> [Exercise details]: Please reproduce the data below with every "Target" swapped for "Label" and nothing else changed. Leave the pictures out of your answer.
-------- Dataset records --------
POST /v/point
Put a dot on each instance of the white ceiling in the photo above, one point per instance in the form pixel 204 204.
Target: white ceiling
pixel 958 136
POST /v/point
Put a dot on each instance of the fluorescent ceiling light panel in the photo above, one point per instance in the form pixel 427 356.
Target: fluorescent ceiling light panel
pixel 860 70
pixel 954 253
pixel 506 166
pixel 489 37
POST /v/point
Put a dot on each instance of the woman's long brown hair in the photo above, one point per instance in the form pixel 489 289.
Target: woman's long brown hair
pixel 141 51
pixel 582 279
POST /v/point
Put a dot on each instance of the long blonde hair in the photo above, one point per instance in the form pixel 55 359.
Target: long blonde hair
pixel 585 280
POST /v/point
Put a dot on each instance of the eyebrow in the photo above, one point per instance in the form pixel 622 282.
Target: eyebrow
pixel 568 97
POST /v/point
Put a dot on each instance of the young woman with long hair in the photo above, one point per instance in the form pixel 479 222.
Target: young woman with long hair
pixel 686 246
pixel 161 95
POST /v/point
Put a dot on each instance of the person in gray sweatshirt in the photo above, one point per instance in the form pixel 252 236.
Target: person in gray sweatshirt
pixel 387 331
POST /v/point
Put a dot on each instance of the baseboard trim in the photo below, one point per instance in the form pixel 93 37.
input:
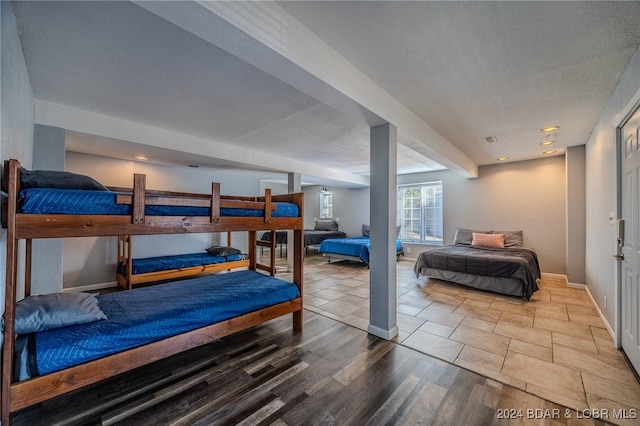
--------
> [Result of this task]:
POST /v/point
Put a dot on each instance of the white ceiling in the photo above, one point per instance in the form pixel 204 204.
Label: white ceiling
pixel 958 136
POST /v/point
Put a dot on each instance of the fluorescent ceiling light panel in the photo above, one point per instance in the form pixel 427 356.
Label: fluorescent ceiling light panel
pixel 860 70
pixel 954 253
pixel 506 166
pixel 489 37
POST /v/point
Put a dot on each instance of the woman's long brown hair in the photo above, one point per instance in the form pixel 489 289.
Label: woman's long brown hair
pixel 141 51
pixel 582 279
POST /v/point
Put a dot on each instance of the long blonde hair in the photo above, one point per instance in the form pixel 55 359.
Label: long blonde hair
pixel 585 280
POST /v/point
Put a dot on each instance of the eyebrow in the photo above, one point per instance in the form pixel 622 282.
Label: eyebrow
pixel 568 97
POST /v/point
Put a dot on each instance of the young woman with long hair in the photo above, one point per instance in the form pixel 479 222.
Label: young woman with long hair
pixel 686 246
pixel 161 95
POST /v/point
Put a dot on each instance of the person in gray sweatshirt in the photo above, one point per instance in the form pixel 252 236.
Label: person in gray sweatshirt
pixel 387 331
POST /v/point
Put a dot on each instance of the baseboard trim in the photo below, one point per instance in the form pixel 93 37.
input:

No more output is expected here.